# PASSAGE GIVEN start

Technology and Art
Let’s look at Linear Regression. The “linear” term refers to the fact that the output variable is a linear combination of the input variables.
Thus, this is a linear equation:
\[y=ax_1+bx_2+cx_3\]but this next ones are not:
\[y=ax_1+bx_2x_3+cx_3 \\ y=ax_1+bx_2+cx_3{x_1}^2\]In the general form, we are looking for a relation like:
\[\mathbf{ y=w_1x_1+w_2x_2+...+w_Nx_N \\ y=\sum_{i=1}^Nw_ix_i }\]Linear regression is a useful (and uncomplicated) tool for building prediction models, either on its own, or in its more sophisticated incarnations (like General Linear Models or Piecewise Linear Regression). However, it is instructive to consider the applicability of the linear model in its simplest form to a set of data, because there are very specific guarantees that the data should provide if we are to represent it using a linear model.
We will state these assumptions, as well as derive them from the base assumptions; some pictures should also clarify the intuition behind these intuitions. Parts of this will require a basic understanding of what probability distributions and partial differential calculus to follow along, but not much beyond that.
Let’s develop some intuition first through some examples. Check the diagram below. It should be obvious that this dataset can be modelled using linear regression. What this demonstrates specifically though, is the linear relationship between the input and the output, if we discount all other factors.

In contrast, the following picture demonstrates a clearly nonlinear relationship between the input and the output data.

Let’s go back to the simple perfectly fit data set above. Obviously, no data set is going to be perfect like the contrived example above, so you are more likely to see data like this:

Thus, the prediction will never perfectly match the data (if it did, we have another problem, called overfitting, which we will visit sometime), but perfect prediction is not really the aim here, because observations can be easily affected by noise and other random effects. However, the effect of the noise needs to be quantified in some fashion, even if we cannot make accurate pointwise predictions about what the noise/error effect for a particular observation can be.
As it turns out, this leads us to the second important assumption about modelling data using Linear Regression, namely:
The noise/error values are normally distributed around the prediction.
Put another way, the error values should be equally randomly distributed around the prediction value. In terms of probability, this implies that the noise values should follow a Gaussian probability distribution. This also implies that we can assume that the prediction for a particular input is the average value of all the data points for that input (assuming multiple readings are taken for the same input). The prediction takes up the role of the mean in the resulting (hopefully) Gaussian distribution.

# PASSAGE GIVEN end

• WHAT IS REQUIRED:
The linear regression passage above says that perfect prediction is not really the aim. Using the reason the passage gives, explain why in one to three sentences.

# PROVIDED RECORDS start

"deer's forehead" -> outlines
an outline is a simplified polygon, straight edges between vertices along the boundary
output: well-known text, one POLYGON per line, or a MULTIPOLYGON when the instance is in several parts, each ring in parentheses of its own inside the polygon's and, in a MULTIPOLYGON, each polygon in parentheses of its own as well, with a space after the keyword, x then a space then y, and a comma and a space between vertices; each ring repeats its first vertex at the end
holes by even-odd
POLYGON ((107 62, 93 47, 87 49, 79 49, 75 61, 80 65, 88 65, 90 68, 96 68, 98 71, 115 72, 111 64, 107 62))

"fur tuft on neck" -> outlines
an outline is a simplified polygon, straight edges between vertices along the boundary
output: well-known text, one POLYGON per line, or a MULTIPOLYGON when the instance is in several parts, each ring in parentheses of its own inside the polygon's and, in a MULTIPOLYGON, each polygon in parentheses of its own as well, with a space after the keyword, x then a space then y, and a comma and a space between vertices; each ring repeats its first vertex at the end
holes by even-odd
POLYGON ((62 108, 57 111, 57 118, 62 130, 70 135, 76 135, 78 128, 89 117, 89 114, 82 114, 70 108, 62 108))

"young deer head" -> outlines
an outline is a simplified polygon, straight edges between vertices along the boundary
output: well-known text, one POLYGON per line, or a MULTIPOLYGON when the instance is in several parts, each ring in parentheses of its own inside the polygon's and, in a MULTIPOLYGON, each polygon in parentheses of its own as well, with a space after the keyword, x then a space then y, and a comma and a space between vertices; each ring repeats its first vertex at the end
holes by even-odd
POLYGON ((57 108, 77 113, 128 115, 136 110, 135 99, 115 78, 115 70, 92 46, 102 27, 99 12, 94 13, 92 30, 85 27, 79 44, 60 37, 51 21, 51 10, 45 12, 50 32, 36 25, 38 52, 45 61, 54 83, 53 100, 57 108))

# PROVIDED RECORDS end

• TASK RESULT:
Perfect prediction is not the aim because observations can easily be affected by noise and other random effects. If a prediction did match the data perfectly, that would signal a different problem, overfitting. The effect of the noise still needs to be quantified in some way, even though accurate pointwise predictions of it are not possible.